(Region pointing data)

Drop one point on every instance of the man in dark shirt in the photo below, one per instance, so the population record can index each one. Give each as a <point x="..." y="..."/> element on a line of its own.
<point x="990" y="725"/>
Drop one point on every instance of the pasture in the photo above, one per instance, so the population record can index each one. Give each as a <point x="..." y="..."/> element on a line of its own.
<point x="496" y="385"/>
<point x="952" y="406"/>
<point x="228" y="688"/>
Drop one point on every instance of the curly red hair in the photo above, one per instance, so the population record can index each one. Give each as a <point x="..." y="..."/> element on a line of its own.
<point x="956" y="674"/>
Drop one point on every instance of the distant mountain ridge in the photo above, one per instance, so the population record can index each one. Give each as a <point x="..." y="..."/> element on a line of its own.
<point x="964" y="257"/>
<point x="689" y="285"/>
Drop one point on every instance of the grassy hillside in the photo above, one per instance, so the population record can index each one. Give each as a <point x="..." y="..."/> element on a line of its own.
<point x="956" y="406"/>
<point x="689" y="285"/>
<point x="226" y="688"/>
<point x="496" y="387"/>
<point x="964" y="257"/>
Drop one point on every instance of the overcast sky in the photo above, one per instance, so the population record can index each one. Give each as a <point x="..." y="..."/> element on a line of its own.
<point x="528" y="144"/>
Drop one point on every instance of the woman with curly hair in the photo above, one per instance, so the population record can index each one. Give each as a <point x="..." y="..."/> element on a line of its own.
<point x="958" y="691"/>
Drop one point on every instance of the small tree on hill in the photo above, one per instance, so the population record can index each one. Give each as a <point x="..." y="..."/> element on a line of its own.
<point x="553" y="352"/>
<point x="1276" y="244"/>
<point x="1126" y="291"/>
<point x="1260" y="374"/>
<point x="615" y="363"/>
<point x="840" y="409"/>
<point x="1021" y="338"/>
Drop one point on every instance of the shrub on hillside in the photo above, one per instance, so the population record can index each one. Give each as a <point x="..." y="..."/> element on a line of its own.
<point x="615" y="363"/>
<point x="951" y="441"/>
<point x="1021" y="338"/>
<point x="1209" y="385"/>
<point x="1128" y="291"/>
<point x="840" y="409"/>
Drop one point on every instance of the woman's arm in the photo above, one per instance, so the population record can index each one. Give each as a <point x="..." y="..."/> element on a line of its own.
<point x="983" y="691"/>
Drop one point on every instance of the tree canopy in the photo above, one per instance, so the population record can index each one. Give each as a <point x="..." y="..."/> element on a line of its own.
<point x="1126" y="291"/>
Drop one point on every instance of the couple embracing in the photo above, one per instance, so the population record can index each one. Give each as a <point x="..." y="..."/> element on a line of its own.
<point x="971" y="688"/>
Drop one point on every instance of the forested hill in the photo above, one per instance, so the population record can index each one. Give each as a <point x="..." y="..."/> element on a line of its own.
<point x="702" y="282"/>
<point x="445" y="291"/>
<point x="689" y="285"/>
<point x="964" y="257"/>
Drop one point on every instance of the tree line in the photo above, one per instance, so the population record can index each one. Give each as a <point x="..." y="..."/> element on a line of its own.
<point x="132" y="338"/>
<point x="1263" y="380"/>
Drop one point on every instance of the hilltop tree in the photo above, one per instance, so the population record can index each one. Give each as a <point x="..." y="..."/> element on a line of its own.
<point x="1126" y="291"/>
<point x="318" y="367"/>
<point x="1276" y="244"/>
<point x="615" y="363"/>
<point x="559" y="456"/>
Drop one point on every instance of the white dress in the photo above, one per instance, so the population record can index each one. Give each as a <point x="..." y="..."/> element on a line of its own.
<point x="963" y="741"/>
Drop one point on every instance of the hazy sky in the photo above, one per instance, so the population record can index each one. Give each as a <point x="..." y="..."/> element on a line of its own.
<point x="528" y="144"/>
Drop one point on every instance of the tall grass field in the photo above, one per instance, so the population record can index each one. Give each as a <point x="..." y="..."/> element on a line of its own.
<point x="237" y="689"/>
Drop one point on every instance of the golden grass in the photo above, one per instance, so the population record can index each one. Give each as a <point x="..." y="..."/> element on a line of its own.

#### Task item
Extract every record. Keep wording exact.

#### Response
Drop one point on every instance of the man in dark shirt in the photo below, one per instance, so the population record can index each one. Give each as a <point x="..." y="..."/> element on a line of its own.
<point x="990" y="725"/>
Drop one point on every instance of the pasture in the photo above, one per instance, so the population record can index each one. Give each as a <point x="..." y="..."/> element on a line of its own.
<point x="496" y="385"/>
<point x="952" y="406"/>
<point x="228" y="688"/>
Drop one point on every instance of the curly red hair in the photo above, one per instance, so the population record can index each one. Give each as a <point x="..." y="..."/> element on a line of its own.
<point x="956" y="674"/>
Drop one point on every instance of the distant mountain ridge in the photo above, one per instance, so the population record can index each one. Give each as a <point x="..." y="..."/> element on a line of its own.
<point x="964" y="257"/>
<point x="689" y="285"/>
Drop one point on every instance of the grassy hillside in the photo above, one per instance, so the population record can index each one. Give each as a <point x="..." y="..."/> element on a line of its own.
<point x="956" y="406"/>
<point x="689" y="285"/>
<point x="226" y="688"/>
<point x="496" y="387"/>
<point x="964" y="257"/>
Drop one point on every instance of the overcast sky in the photo above, one per instance, so the population record can index each one. Give each as a <point x="..." y="..."/> element on a line of its own.
<point x="528" y="144"/>
Drop one point on every instance of the woman with curly hair in the photo above, one per instance, so the population record can index each one. Give each as a <point x="..." y="..."/> element on a line of its own.
<point x="958" y="691"/>
Drop one point on every instance of the small tree on hill in the photo above, one per instance, so the population record can index each one. Give each as a <point x="..." y="..."/> element on a line of its own.
<point x="553" y="352"/>
<point x="1276" y="244"/>
<point x="1126" y="291"/>
<point x="1260" y="374"/>
<point x="615" y="363"/>
<point x="840" y="409"/>
<point x="1021" y="338"/>
Drop one point on every instance of the shrub on hillside in the photo above, one per instance, so the population record can index each one. Give each as a <point x="..." y="..."/> element on a line of its own.
<point x="615" y="363"/>
<point x="951" y="441"/>
<point x="1021" y="338"/>
<point x="1209" y="385"/>
<point x="1128" y="291"/>
<point x="840" y="409"/>
Drop one point on every instance of the woman's arm in the photo above, one per instance, so the population record can index each one. Give each as a <point x="..." y="..."/> element on a line of its own.
<point x="983" y="691"/>
Drop one point on every instance of the tree canopy in the photo above, one per instance, so the population record can index each one. Give each as a <point x="..." y="..."/> element on a line of its own.
<point x="1126" y="291"/>
Drop one point on every instance of the couple embracing in the photo above, one per instance, so the population record can index each one. Give each as a <point x="..." y="..."/> element on a line of its own.
<point x="971" y="688"/>
Drop one point on every instance of the forested hill in the photo above, one per instance, so the population record can index each one. Give each as a <point x="..." y="..."/> element on a line of its own.
<point x="702" y="282"/>
<point x="445" y="291"/>
<point x="689" y="285"/>
<point x="964" y="257"/>
Drop one point on every instance of the tree line in the photo above, one per instance, so the population record can index each one. Give each as a <point x="..." y="..."/> element on a line of its own.
<point x="132" y="338"/>
<point x="1263" y="380"/>
Drop one point on every instance of the hilltop tree in the photo above, one per instance, so the population record can index each one. Give each as a <point x="..." y="..."/> element on a line of its own.
<point x="1126" y="291"/>
<point x="318" y="367"/>
<point x="1276" y="244"/>
<point x="615" y="363"/>
<point x="559" y="456"/>
Drop one point on every instance of the white dress in the photo above, one per instance, so the population record can index each one. Give each as a <point x="..." y="..."/> element on a line of its own.
<point x="963" y="741"/>
Drop one point on every instance of the hazy sky in the photo above, one per instance, so the population record can index each one. Give each as a <point x="..." y="..."/> element on a line of its own.
<point x="528" y="144"/>
Drop one point on every instance of the tall grass field in the photo above, one per instance, so the population record can index each one. Give each as a <point x="..." y="..."/> element on a line of its own.
<point x="237" y="689"/>
Drop one point on every instance of the golden grass in the photo above, one per instance, so the population record can index each one. Give each as a <point x="..." y="..."/> element on a line of its own.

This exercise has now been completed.